BEGIN Extracted records

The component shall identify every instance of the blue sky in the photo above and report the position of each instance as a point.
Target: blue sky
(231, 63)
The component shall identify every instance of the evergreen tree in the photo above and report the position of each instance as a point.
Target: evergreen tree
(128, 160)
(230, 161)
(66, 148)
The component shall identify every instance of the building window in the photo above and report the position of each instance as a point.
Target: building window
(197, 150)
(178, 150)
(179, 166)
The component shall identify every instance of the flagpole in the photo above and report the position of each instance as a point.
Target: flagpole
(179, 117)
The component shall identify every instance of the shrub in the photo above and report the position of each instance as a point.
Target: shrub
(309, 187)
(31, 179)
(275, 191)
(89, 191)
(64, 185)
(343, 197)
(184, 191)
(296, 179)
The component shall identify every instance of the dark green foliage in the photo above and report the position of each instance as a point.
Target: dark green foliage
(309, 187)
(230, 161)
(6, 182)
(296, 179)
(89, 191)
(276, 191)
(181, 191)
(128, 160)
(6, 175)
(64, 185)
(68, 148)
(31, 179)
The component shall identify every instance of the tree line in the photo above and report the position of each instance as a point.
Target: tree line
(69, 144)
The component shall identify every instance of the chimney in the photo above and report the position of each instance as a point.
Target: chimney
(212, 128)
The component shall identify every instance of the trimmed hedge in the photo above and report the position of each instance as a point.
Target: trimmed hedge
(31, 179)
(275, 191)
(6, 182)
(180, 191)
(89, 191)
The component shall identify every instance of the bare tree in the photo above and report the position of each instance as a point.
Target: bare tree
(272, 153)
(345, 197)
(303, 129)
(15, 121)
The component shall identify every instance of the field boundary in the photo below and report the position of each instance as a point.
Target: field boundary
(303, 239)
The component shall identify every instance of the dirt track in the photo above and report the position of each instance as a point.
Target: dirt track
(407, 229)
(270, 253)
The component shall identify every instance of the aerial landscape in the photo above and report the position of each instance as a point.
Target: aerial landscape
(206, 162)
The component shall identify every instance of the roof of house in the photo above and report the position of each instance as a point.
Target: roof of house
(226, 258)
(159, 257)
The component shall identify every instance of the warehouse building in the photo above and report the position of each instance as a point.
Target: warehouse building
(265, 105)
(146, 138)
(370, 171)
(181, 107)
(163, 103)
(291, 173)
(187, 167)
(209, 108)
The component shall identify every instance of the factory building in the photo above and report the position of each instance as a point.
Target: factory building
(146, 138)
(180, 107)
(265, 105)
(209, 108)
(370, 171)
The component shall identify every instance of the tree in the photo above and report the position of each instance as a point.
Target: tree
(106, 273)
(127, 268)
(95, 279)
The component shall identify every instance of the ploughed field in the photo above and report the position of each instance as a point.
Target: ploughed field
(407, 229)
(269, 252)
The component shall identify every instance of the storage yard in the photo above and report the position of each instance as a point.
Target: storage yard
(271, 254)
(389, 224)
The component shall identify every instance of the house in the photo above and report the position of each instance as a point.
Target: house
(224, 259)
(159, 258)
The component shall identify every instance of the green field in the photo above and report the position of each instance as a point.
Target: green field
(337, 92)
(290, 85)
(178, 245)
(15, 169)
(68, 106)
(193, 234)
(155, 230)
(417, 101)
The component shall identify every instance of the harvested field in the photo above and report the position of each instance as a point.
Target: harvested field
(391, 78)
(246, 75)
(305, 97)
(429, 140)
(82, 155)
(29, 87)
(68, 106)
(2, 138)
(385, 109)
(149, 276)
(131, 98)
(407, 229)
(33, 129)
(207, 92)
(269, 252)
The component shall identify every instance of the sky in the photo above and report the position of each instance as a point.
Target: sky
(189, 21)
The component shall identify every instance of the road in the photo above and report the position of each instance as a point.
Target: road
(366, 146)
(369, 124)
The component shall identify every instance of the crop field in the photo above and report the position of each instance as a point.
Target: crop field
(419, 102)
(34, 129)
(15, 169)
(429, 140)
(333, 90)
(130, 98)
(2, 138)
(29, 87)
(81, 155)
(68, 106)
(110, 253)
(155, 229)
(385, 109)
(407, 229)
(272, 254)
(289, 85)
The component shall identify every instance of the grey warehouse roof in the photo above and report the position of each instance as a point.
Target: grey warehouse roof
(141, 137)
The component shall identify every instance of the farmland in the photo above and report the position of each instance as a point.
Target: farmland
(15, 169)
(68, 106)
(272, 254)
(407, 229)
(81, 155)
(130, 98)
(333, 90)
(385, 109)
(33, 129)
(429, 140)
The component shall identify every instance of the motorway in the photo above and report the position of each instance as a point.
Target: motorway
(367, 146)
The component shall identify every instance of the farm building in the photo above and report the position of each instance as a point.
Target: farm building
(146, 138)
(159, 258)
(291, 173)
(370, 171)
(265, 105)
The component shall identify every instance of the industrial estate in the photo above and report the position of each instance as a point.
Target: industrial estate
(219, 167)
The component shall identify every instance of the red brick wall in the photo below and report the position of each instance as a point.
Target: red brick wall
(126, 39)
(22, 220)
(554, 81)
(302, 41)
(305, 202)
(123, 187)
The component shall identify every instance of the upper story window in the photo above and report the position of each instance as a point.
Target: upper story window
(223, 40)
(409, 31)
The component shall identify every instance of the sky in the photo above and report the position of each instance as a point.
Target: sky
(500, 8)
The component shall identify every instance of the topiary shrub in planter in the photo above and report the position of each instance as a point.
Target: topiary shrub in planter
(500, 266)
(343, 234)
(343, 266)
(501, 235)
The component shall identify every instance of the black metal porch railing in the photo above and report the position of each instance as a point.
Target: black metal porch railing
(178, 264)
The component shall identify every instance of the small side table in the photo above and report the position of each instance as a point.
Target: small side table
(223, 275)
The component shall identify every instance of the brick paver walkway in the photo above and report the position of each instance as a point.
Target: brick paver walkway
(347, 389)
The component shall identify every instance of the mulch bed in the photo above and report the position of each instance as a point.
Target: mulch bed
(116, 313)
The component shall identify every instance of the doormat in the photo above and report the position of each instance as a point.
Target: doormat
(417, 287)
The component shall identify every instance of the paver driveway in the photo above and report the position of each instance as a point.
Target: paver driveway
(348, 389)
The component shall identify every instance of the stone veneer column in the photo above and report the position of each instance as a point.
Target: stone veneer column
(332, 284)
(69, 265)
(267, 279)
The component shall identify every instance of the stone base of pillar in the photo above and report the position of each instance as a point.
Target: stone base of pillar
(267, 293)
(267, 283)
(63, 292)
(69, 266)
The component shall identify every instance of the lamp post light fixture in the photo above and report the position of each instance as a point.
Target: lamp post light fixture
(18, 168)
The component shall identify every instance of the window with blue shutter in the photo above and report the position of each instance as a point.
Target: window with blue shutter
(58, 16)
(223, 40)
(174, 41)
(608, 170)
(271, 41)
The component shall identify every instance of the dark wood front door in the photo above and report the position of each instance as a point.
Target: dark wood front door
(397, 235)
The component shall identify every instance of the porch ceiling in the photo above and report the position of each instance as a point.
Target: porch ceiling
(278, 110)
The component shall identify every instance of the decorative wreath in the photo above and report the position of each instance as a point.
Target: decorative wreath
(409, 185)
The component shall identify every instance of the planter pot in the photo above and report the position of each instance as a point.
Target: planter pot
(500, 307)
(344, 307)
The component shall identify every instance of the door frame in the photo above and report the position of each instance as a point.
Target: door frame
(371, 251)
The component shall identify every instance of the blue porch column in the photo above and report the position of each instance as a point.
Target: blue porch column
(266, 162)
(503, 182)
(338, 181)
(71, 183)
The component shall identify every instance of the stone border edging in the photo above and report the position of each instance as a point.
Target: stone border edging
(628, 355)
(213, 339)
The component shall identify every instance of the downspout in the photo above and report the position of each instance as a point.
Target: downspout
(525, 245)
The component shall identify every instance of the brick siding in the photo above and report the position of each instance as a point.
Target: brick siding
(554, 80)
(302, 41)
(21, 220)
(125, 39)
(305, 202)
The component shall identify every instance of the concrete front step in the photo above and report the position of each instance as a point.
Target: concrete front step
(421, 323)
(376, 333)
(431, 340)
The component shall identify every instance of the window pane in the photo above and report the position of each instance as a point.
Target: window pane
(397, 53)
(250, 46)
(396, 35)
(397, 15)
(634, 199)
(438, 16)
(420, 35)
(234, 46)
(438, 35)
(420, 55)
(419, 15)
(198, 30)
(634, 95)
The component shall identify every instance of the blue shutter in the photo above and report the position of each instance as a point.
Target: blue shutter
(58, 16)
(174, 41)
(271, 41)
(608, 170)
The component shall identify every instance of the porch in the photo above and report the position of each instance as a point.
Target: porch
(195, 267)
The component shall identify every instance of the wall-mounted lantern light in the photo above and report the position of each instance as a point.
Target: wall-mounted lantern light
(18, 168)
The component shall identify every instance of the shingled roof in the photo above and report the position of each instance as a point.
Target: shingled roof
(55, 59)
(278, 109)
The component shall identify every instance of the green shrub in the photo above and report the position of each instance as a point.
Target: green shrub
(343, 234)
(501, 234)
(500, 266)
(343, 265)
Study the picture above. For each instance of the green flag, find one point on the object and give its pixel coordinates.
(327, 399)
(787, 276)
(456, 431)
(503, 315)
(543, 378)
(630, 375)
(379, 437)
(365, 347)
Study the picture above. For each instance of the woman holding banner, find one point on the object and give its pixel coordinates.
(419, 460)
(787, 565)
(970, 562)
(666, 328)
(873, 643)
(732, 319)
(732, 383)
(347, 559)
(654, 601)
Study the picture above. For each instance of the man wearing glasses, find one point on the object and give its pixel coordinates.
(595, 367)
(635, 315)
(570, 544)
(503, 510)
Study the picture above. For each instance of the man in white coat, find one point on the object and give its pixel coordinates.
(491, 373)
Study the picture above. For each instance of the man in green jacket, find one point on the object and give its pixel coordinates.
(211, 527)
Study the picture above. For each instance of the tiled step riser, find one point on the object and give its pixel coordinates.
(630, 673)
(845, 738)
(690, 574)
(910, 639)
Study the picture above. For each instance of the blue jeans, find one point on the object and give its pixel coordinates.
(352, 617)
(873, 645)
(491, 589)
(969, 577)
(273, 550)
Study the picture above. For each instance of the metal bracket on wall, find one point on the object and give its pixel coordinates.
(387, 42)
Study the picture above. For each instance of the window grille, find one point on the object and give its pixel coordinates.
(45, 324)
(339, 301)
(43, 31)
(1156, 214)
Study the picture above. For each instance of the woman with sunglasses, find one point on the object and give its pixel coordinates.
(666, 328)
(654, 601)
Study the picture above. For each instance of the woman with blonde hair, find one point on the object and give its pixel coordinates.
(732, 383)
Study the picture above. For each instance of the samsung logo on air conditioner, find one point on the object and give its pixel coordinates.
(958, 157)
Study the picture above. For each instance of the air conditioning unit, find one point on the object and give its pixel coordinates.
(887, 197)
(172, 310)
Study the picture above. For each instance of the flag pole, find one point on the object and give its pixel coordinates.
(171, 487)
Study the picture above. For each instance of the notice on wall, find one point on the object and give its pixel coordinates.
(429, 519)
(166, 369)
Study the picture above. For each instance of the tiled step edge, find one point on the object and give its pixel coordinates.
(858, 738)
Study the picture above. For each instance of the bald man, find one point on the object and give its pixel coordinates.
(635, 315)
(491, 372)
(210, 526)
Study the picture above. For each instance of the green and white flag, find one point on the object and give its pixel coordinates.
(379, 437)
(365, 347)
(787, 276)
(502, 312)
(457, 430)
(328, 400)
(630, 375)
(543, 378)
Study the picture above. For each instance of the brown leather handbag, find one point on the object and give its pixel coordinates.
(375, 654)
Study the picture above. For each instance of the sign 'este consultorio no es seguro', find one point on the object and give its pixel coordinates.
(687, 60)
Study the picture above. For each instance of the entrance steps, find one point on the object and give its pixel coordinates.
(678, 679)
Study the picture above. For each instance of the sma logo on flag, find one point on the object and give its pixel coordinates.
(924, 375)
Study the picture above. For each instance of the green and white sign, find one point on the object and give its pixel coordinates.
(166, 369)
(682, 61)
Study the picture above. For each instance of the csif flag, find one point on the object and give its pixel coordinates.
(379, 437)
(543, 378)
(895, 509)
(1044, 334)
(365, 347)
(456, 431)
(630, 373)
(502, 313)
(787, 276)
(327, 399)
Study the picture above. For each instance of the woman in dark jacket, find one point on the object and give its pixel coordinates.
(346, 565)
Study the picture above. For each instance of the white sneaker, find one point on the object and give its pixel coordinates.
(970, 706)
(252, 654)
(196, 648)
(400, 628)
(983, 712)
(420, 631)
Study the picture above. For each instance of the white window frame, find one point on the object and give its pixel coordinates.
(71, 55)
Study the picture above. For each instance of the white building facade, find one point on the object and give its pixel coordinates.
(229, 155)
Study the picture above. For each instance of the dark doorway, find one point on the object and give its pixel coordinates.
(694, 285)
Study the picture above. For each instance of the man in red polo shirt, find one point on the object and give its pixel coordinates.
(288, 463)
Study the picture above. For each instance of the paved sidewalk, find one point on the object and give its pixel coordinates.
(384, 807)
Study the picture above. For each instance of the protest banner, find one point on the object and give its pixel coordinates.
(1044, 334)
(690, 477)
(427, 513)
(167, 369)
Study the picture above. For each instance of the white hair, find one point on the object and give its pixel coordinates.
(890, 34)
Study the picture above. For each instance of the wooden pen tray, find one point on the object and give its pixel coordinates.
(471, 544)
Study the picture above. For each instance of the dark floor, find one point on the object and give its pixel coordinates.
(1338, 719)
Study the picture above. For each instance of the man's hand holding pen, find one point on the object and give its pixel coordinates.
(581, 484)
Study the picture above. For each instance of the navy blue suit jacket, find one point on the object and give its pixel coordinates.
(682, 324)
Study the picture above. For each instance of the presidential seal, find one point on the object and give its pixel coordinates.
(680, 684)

END Extracted records

◆ **What to produce**
Filter the records for the string "below" and copy every line that holds it.

◆ **Task response**
The component shall identify every instance of the field boundary in the photo below and report the position of each instance as a point.
The component shall identify every instance of the red brick wall in the photo below and report the position of each instance as a point.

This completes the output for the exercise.